## What you are asked to do
From the entries that follow, reproduce exactly and only the lines from the line with "Objective — one point per instance of the silver" to the line with "Objective — one point per instance of the wooden", endpoints included.

## Entries supplied
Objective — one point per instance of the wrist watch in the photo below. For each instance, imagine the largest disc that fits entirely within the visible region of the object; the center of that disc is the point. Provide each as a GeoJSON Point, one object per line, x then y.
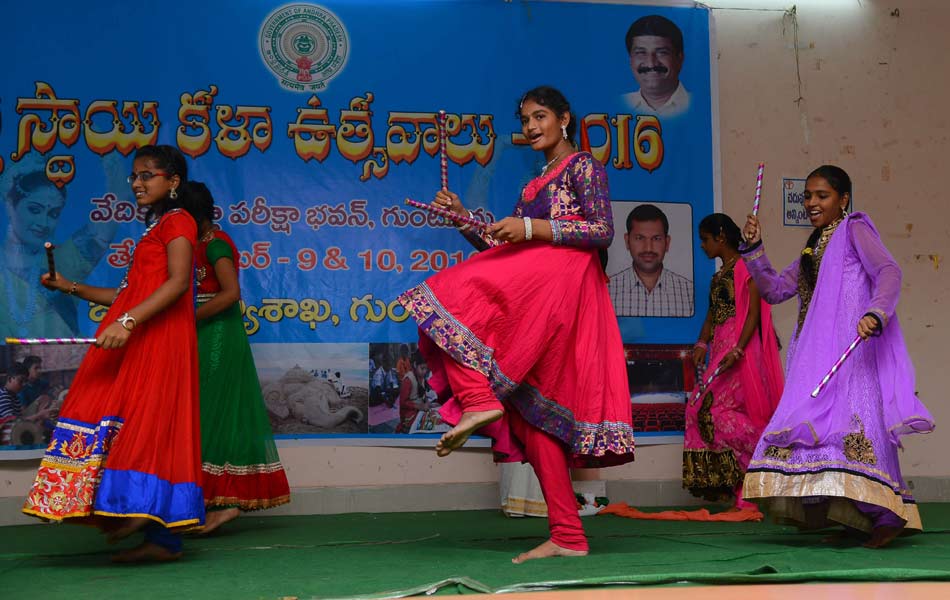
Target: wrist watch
{"type": "Point", "coordinates": [124, 321]}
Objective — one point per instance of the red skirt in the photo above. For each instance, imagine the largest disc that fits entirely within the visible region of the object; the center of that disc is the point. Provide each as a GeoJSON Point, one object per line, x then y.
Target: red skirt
{"type": "Point", "coordinates": [537, 321]}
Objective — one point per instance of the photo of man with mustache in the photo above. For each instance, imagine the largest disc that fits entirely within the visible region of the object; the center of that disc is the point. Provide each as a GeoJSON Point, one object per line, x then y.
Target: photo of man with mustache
{"type": "Point", "coordinates": [655, 47]}
{"type": "Point", "coordinates": [646, 288]}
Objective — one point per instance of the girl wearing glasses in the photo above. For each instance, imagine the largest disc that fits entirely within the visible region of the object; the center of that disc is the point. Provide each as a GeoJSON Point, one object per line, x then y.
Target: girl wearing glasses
{"type": "Point", "coordinates": [125, 454]}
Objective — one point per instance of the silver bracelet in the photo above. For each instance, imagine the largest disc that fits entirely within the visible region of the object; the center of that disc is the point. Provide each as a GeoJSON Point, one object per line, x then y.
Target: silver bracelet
{"type": "Point", "coordinates": [465, 226]}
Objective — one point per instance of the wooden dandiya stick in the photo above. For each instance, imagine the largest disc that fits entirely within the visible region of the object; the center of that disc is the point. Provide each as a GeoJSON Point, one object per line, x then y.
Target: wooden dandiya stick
{"type": "Point", "coordinates": [49, 260]}
{"type": "Point", "coordinates": [448, 214]}
{"type": "Point", "coordinates": [836, 366]}
{"type": "Point", "coordinates": [758, 189]}
{"type": "Point", "coordinates": [704, 386]}
{"type": "Point", "coordinates": [49, 341]}
{"type": "Point", "coordinates": [443, 150]}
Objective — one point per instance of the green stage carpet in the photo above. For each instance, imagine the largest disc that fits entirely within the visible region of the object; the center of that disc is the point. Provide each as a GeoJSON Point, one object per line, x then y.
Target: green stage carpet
{"type": "Point", "coordinates": [398, 554]}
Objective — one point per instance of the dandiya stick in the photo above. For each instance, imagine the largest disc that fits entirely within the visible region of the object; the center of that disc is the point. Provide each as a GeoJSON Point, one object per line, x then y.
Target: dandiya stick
{"type": "Point", "coordinates": [49, 341]}
{"type": "Point", "coordinates": [758, 189]}
{"type": "Point", "coordinates": [704, 386]}
{"type": "Point", "coordinates": [443, 150]}
{"type": "Point", "coordinates": [836, 366]}
{"type": "Point", "coordinates": [448, 214]}
{"type": "Point", "coordinates": [49, 260]}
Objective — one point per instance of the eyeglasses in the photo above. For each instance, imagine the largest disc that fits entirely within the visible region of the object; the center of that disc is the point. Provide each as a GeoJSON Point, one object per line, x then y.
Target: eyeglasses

## Answer to the problem
Objective — one point per instance of the silver bracelet in the photo above. For each instance, imagine the largest disc that fits entirely within the visible region of the object; the center of that disc is the point. Provide each as a GeoJSON Point, one object per line, x then y.
Target: silver bracelet
{"type": "Point", "coordinates": [465, 226]}
Objective — one point per instance of the wooden dandiya stick in the photo above. For each instance, imagine the largest disc that fits entirely within the visible region of the object; the center of that disc is the point. Provide each as a GeoJSON Point, one object per line, x then y.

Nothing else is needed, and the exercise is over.